§ WHAT THE EXERCISE ASKS:
Format each line of the entries below as one string in a JSON list, leaving out blank lines and the pictures.

Dataset excerpts
════════════════

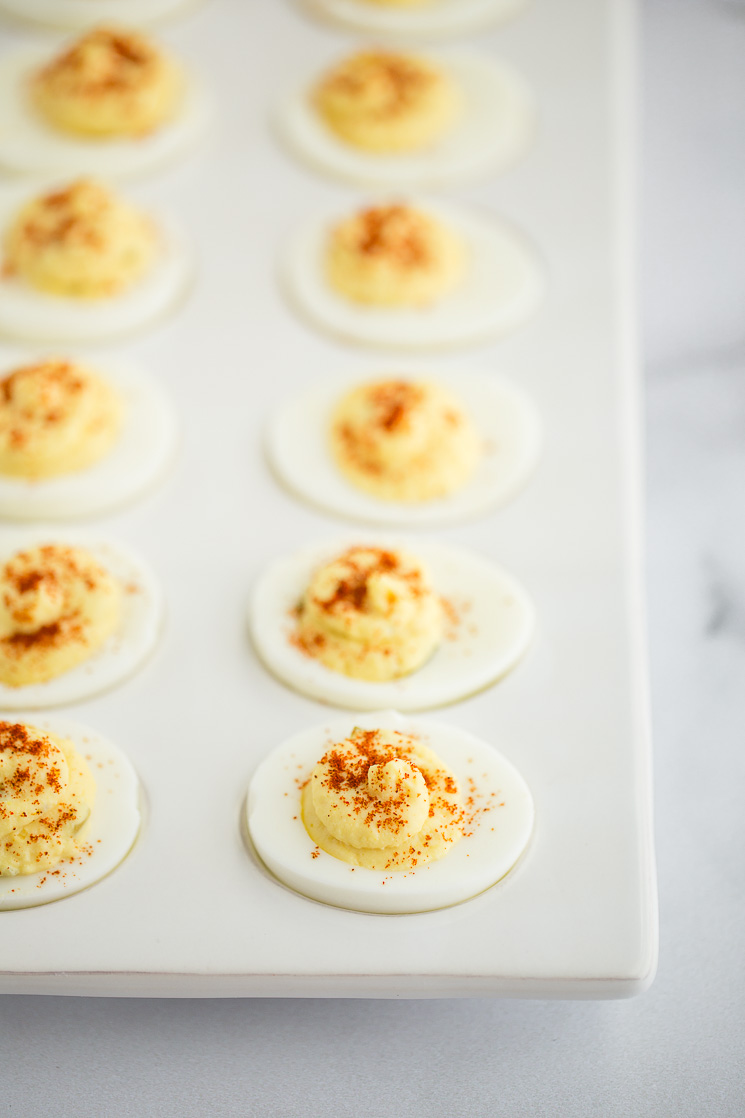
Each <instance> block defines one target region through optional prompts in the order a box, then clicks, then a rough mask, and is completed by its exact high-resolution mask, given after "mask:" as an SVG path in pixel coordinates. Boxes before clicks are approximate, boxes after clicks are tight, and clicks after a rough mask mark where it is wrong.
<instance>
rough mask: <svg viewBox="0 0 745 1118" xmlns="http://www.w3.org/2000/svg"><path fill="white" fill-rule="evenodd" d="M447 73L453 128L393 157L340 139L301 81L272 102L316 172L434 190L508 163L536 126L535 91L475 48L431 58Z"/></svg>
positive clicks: (310, 86) (492, 169) (313, 79)
mask: <svg viewBox="0 0 745 1118" xmlns="http://www.w3.org/2000/svg"><path fill="white" fill-rule="evenodd" d="M432 60H433V61H434V63H435V64H436V65H438V66H441V68H442V69H443V70H445V72H447V73H450V75H451V77H452V78H453V82H454V84H455V85H456V86H458V88H459V91H460V93H461V96H462V100H463V107H462V111H461V113H460V115H459V117H458V121H456V122H455V123H454V125H453V127H452V129H451V130H450V131H449V132H447V133H446V134H445V135H444V136H443V138H442V139H441V140H440V141H437V143H435V144H433V145H432V146H430V148H426V149H425V150H423V151H417V152H411V153H400V154H395V155H389V154H380V153H375V152H365V151H360V150H359V149H357V148H355V146H353V145H352V144H349V143H345V141H343V140H341V139H340V138H339V136H337V135H336V133H334V132H333V131H332V130H331V129H330V127H329V126H328V125H327V124H326V122H324V121H323V119H322V117H321V116H320V115H319V113H318V112H317V111H315V108H314V106H313V104H312V102H311V98H310V95H309V91H310V89H311V88H312V86H313V84H314V78H311V79H305V80H304V82H303V83H302V84H300V85H298V86H296V87H295V88H294V89H293V91H292V92H291V93H289V94H287V95H286V96H285V97H284V100H283V101H282V102H281V104H280V105H279V107H277V112H276V122H277V127H279V131H280V134H281V136H282V139H283V140H284V142H285V143H286V144H287V146H289V148H290V149H291V150H292V151H293V152H294V153H295V154H296V155H299V157H300V158H301V159H303V160H305V161H307V162H308V163H310V164H311V165H312V167H314V168H315V169H317V170H320V171H322V172H326V173H329V174H332V176H334V177H337V178H340V179H343V180H346V181H349V182H356V183H359V184H361V186H368V187H370V186H371V187H395V188H397V189H404V188H412V187H418V188H433V187H441V186H446V184H449V183H453V182H461V181H464V180H470V179H475V178H479V177H480V176H484V174H490V173H494V172H497V171H500V170H502V169H503V168H506V167H509V165H510V164H511V163H513V162H516V160H517V159H519V157H520V155H521V154H522V153H524V151H525V150H526V148H527V145H528V143H529V141H530V139H531V136H532V133H534V127H535V111H534V103H532V95H531V93H530V91H529V88H528V86H527V85H526V83H525V80H524V79H522V78H521V77H520V75H519V74H517V73H516V72H515V70H513V69H512V68H511V67H510V66H507V65H504V64H501V63H496V61H493V60H491V59H490V58H485V57H481V56H479V55H474V54H454V55H443V56H442V57H433V58H432Z"/></svg>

════════════════

§ EXERCISE SOLUTION:
[
  "Each <instance> block defines one target region through optional prompts in the order a box, then clicks, then a rough mask, and is completed by its exact high-resolution mask, given after \"mask:\" as an SVG path in pixel coordinates. Boxes before clicks are approximate, boxes after clicks are tight, and clicks after a rough mask mark where it is wrong.",
  "<instance>",
  "rough mask: <svg viewBox=\"0 0 745 1118\" xmlns=\"http://www.w3.org/2000/svg\"><path fill=\"white\" fill-rule=\"evenodd\" d=\"M447 73L453 128L393 157L340 139L301 81L272 102L316 172L434 190L508 163L536 126L535 91L475 48L431 58Z\"/></svg>",
  "positive clicks: (310, 86) (492, 169) (313, 79)",
  "mask: <svg viewBox=\"0 0 745 1118\" xmlns=\"http://www.w3.org/2000/svg\"><path fill=\"white\" fill-rule=\"evenodd\" d=\"M432 60H433V61H434V63H435V64H436V65H438V66H441V68H442V69H443V70H445V72H447V73H450V75H451V77H452V78H453V82H454V84H455V85H456V86H458V88H459V91H460V93H461V96H462V100H463V107H462V111H461V113H460V115H459V117H458V121H456V122H455V123H454V125H453V127H452V129H451V130H450V131H449V132H447V133H446V134H445V135H444V136H443V138H442V139H441V140H440V141H437V143H435V144H433V145H432V146H430V148H426V149H425V150H423V151H417V152H411V153H400V154H395V155H389V154H380V153H375V152H365V151H360V150H359V149H357V148H355V146H353V145H352V144H349V143H345V141H343V140H341V139H340V138H339V136H337V135H336V133H334V132H333V131H332V130H331V129H330V127H329V126H328V125H327V124H326V122H324V121H323V119H322V117H321V116H320V115H319V113H318V112H317V111H315V108H314V106H313V104H312V102H311V98H310V95H309V91H310V89H311V88H312V86H313V84H314V78H311V79H305V80H304V82H303V83H302V84H300V85H298V86H296V87H295V88H294V89H293V91H292V92H291V93H289V94H287V95H286V96H285V97H284V100H283V101H282V102H281V104H280V105H279V107H277V112H276V122H277V127H279V131H280V134H281V136H282V139H283V140H284V142H285V143H286V144H287V146H289V148H290V149H291V150H292V151H293V152H294V153H295V154H296V155H299V157H300V158H301V159H303V160H305V161H307V162H308V163H310V164H311V165H312V167H314V168H315V169H317V170H320V171H322V172H326V173H329V174H332V176H334V177H337V178H340V179H343V180H346V181H349V182H356V183H359V184H361V186H368V187H370V186H371V187H395V188H397V189H404V188H412V187H418V188H433V187H441V186H446V184H449V183H453V182H461V181H464V180H470V179H475V178H479V177H480V176H484V174H490V173H494V172H497V171H500V170H502V169H503V168H506V167H509V165H510V164H511V163H513V162H516V160H517V159H519V157H520V155H521V154H522V153H524V151H525V150H526V148H527V145H528V143H529V141H530V139H531V136H532V133H534V127H535V111H534V103H532V95H531V93H530V91H529V88H528V86H527V85H526V83H525V80H524V79H522V78H521V77H520V75H519V74H517V73H516V72H515V70H513V69H512V68H511V67H510V66H507V65H504V64H501V63H496V61H493V60H491V59H490V58H485V57H481V56H479V55H474V54H454V55H443V56H442V57H433V58H432Z\"/></svg>"
]